> _Passage to read_:

This is where it makes a difference whether God is a transcendent being outside space and time, or is another material being like us, only greater. To be remembered by a transcendent God is to live, no matter what has happened to one's body. The author can create new heavens and new earths to be the settings for new stories, in which the adventures of beloved characters can be continued without end. This idea raises problems, of course. What really defines a character? What changes make a character grow or change, and what changes turn them into a knock-off fake who isn't really the same character at all? These are the kind of questions that I have in mind, when I think about souls. To me, the questions seem hard, but deep.

If spirit is really a subtle form of matter or energy or something, though, then it seems to me that it isn't metaphysics, but physics. There may well be forms of matter or energy that we don't yet know, but if they interact at all with the things that we do know, then we must be able to get a handle on them somehow. Detect spirits, weigh souls; explain how my spirit (whatever it is) can make my hand move. But when I try to take material spirit seriously in this way, I seem to run quickly into questions that seem not deep, but silly.

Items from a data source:
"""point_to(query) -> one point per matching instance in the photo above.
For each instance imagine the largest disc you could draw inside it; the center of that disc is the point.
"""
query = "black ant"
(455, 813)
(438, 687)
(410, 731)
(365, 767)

> _Your objective_:
Copy the passage about God and souls from "This is where" to "hard, but deep.", swapping "God" for "the Creator". The data was drawn from a separate source.

> _Full response_:
This is where it makes a difference whether the Creator is a transcendent being outside space and time, or is another material being like us, only greater. To be remembered by a transcendent the Creator is to live, no matter what has happened to one's body. The author can create new heavens and new earths to be the settings for new stories, in which the adventures of beloved characters can be continued without end. This idea raises problems, of course. What really defines a character? What changes make a character grow or change, and what changes turn them into a knock-off fake who isn't really the same character at all? These are the kind of questions that I have in mind, when I think about souls. To me, the questions seem hard, but deep.